- [Stated goal a]
In the forum thread on boiler steam generation, what flow rate of flue gas is given?

- [Given passage]
The Attempt at a Solution


I'm not sure where to start off on this once as it does not state any pressure the steam is at, I thought you needed a pressure to multiply by the mole fraction to then obtain a temperature using steam tables?
Any help/suggestions on equations would be much appreciated -thanks
 
on Phys.org
Bystander said:
The boiler feed is in the liquid phase.
Thanks for your reply, so is there a different equation that is used? Because you do not need to use specific heat capacity when using the method I described I believe
 
This is the second (nth?) part of the flame temperature question isn't it? Vapor pressure of water at 90 C is less than 1 atm, and the steam generation occurs in the boiler.

There are some parameters missing here --- water feed rate, flue gas generation/flow rate?
 
Bystander said:
This is the second (nth?) part of the flame temperature question isn't it? Vapor pressure of water at 90 C is less than 1 atm, and the steam generation occurs in the boiler.

There are some parameters missing here --- water feed rate, flue gas generation/flow rate?
Yes it is the final part there is one after the flame temp question that I believe to have completed just the notes are not very clear,
The flow rate of flue gas is 1400 kmol h^-1
And it does not state any water feed rate, what is the equation that you are intending on using please
 
Mitch1 said:
• a mean specific heat capacity for water over this temperature range to be 4.2 kJ kg–1 K–1

From the earlier part, "steam at 5atm?" Gauge or absolute? So, you've got 1400 kmol/h at whatever heat content from 300 C to flame T (again from earlier) generating however much steam it takes to soak up that much heat (liquid heat capacity from 90 C to 5atm steam T plus enthalpy of vaporization at 5 atm.), be it gauge or absolute, giving you the water feed rate.

'Nuff of a start?
 
Bystander said:
From the earlier part, "steam at 5atm?" Gauge or absolute? So, you've got 1400 kmol/h at whatever heat content from 300 C to flame T (again from earlier) generating however much steam it takes to soak up that much heat (liquid heat capacity from 90 C to 5atm steam T plus enthalpy of vaporization at 5 atm.), be it gauge or absolute, giving you the water feed rate.

'Nuff of a start?
Thanks for the explanation would you be willing to give me a formula to use I might be able to tackle it and give it a go that way
Thanks
 
Total heat in (flue gas flow rate at flame T x heat content) = Total heat out (sum of pre-heat/0.9, plus heat content of steam (or, heat content of flue gas x flue gas flow rate between flame T and 300 C, which is the steam generated, minus losses if they mention it's not a perfect boiler) ) --- I think I got everything, but double-check it.

- [Input material]

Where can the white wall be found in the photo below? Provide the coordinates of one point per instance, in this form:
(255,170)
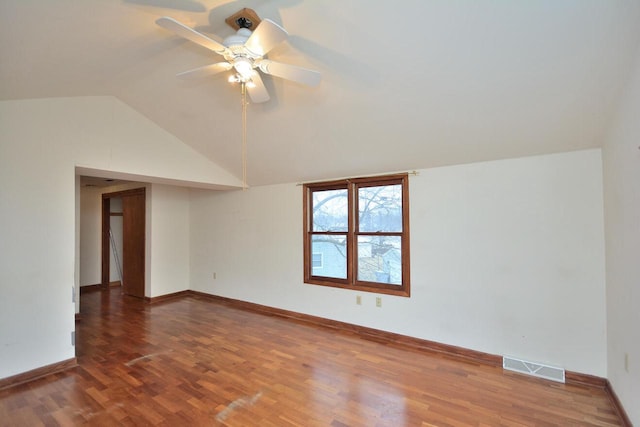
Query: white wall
(621,159)
(41,143)
(507,257)
(169,240)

- [Stated goal b]
Copy out the records above word for word, leaving out the pictures.

- [Expected answer a]
1400 kmol h^-1

- [Expected answer b]
Where can the white wall be found in the photo below? Provide the coordinates of one point per instance, in this form:
(255,170)
Query: white wall
(621,159)
(41,143)
(507,257)
(169,240)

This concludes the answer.